(Data listing)
********

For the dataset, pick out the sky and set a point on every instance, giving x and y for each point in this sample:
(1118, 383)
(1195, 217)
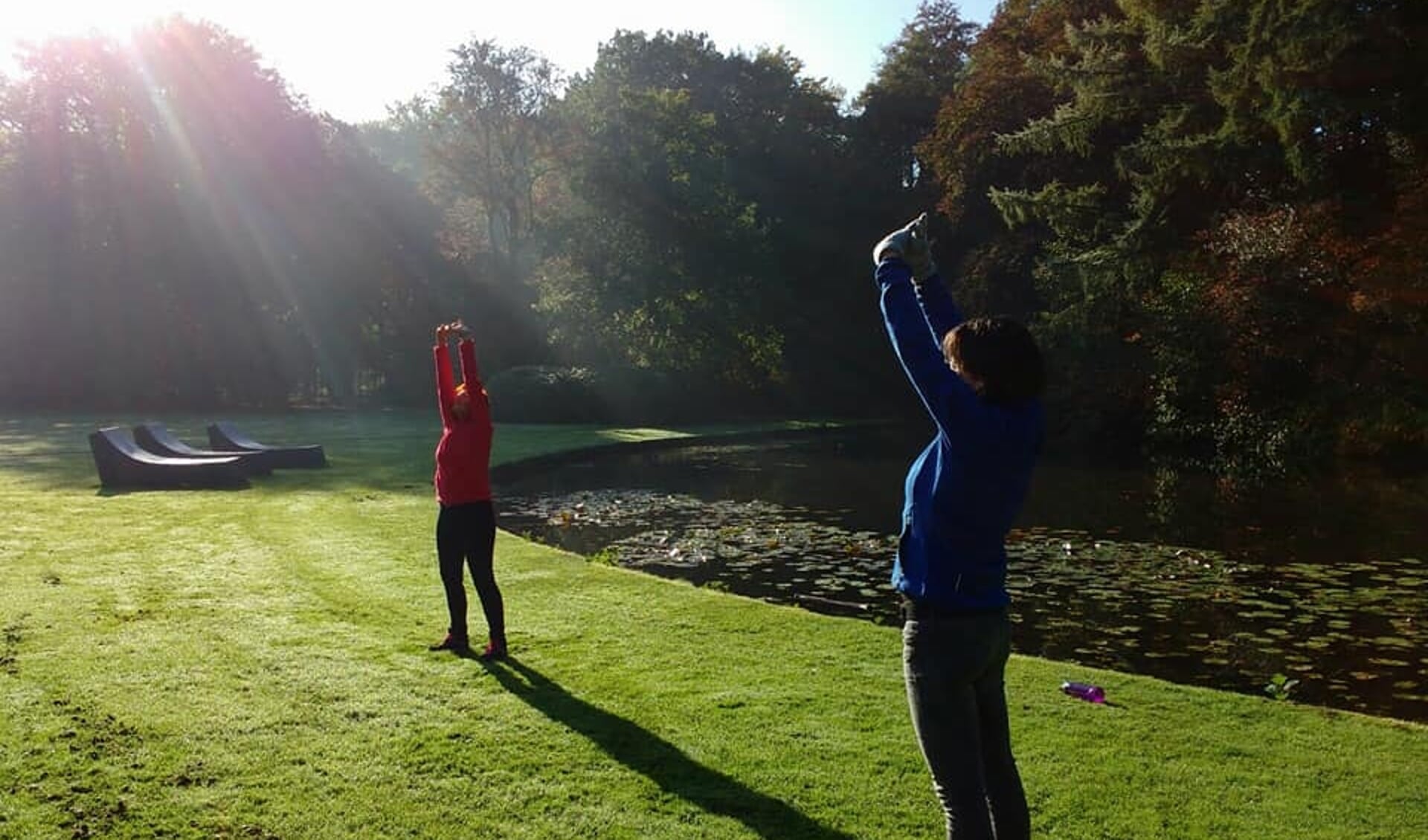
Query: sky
(355, 59)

********

→ **Short exercise**
Recast the items above as a Markdown table with the columns "Row" and "Text", numbering each line in order and leaving out blank lines. Leave the pictures out of the table.

→ **Task output**
| Row | Text |
|---|---|
| 1 | For the dataset, pick out the sky and set a point on every instance, giving x and y for each point in this sample: |
| 2 | (1118, 383) |
| 3 | (1195, 217) |
| 4 | Query: sky |
| 5 | (355, 59) |